[Aim of the exercise]: Reproduce the article below on Europe's package holiday industry and the low-cost airline threat, word for word.

[Document passage]:
%%
Europe's package travel giants know they need to respond to the low-cost airline threat and are employing a range of strategies to fight back. But is it too late?

 

Ninety million Europeans may have booked package holidays last year, but the continent's inclusive tour (IT) industry is under no illusions. It realises that growth in the sector has ground to a halt and is never again likely to reach the levels enjoyed just a few years ago. With the low-cost carrier (LCC) business booming in Europe, the IT players are facing up to the fact that their slice of the leisure market is shrinking, and have mapped out varying strategies to resolve their predicament.

 

It is now almost 50 years since the first package holiday tourists set off on IT vacations, and, given that the industry is driven by people's prosperity, it has always been cyclical. In the past, when there was growth, it was extremely strong, with huge capacity increases leading to oversupply of seats and hotel rooms. But each recession has spelled devastation, with at least one major casualty resulting from each one.

 

Leisure airlines such as Britannia Airways, Hapag-Lloyd and Monarch have been around for decades, operating aircraft in high-density seating layouts to Europe's sunshine resorts. The fully integrated travel giants - complete with high street travel brands and in-house airlines - began to emerge in the 1980s.
%%
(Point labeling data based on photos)
%%
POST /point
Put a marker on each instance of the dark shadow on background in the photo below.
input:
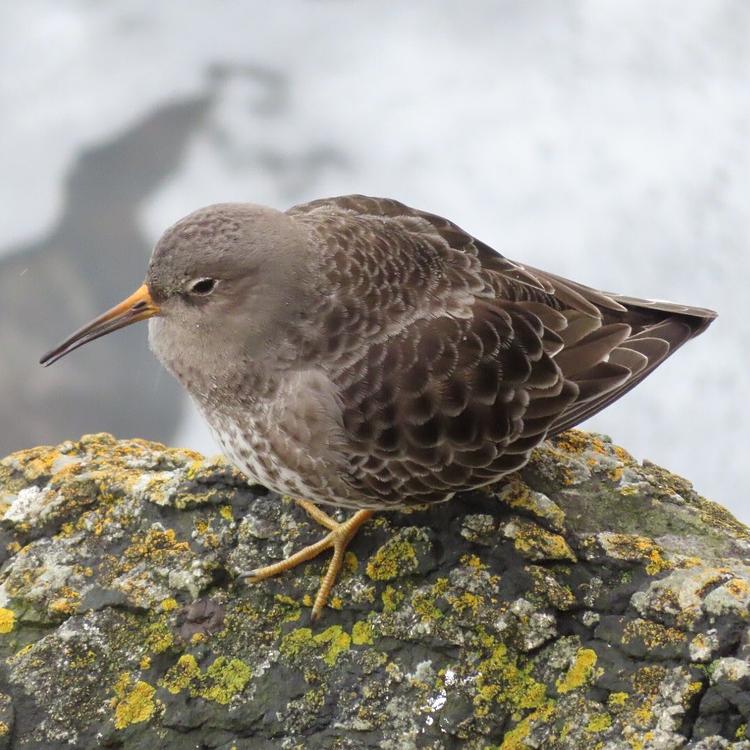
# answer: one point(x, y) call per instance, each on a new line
point(93, 256)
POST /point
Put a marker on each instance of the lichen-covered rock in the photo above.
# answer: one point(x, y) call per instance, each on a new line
point(587, 602)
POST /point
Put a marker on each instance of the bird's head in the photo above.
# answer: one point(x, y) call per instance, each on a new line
point(226, 280)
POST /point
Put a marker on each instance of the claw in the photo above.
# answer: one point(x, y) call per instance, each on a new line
point(338, 538)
%%
[Completed task]:
Europe's package travel giants know they need to respond to the low-cost airline threat and are employing a range of strategies to fight back. But is it too late?

 

Ninety million Europeans may have booked package holidays last year, but the continent's inclusive tour (IT) industry is under no illusions. It realises that growth in the sector has ground to a halt and is never again likely to reach the levels enjoyed just a few years ago. With the low-cost carrier (LCC) business booming in Europe, the IT players are facing up to the fact that their slice of the leisure market is shrinking, and have mapped out varying strategies to resolve their predicament.

 

It is now almost 50 years since the first package holiday tourists set off on IT vacations, and, given that the industry is driven by people's prosperity, it has always been cyclical. In the past, when there was growth, it was extremely strong, with huge capacity increases leading to oversupply of seats and hotel rooms. But each recession has spelled devastation, with at least one major casualty resulting from each one.

 

Leisure airlines such as Britannia Airways, Hapag-Lloyd and Monarch have been around for decades, operating aircraft in high-density seating layouts to Europe's sunshine resorts. The fully integrated travel giants - complete with high street travel brands and in-house airlines - began to emerge in the 1980s.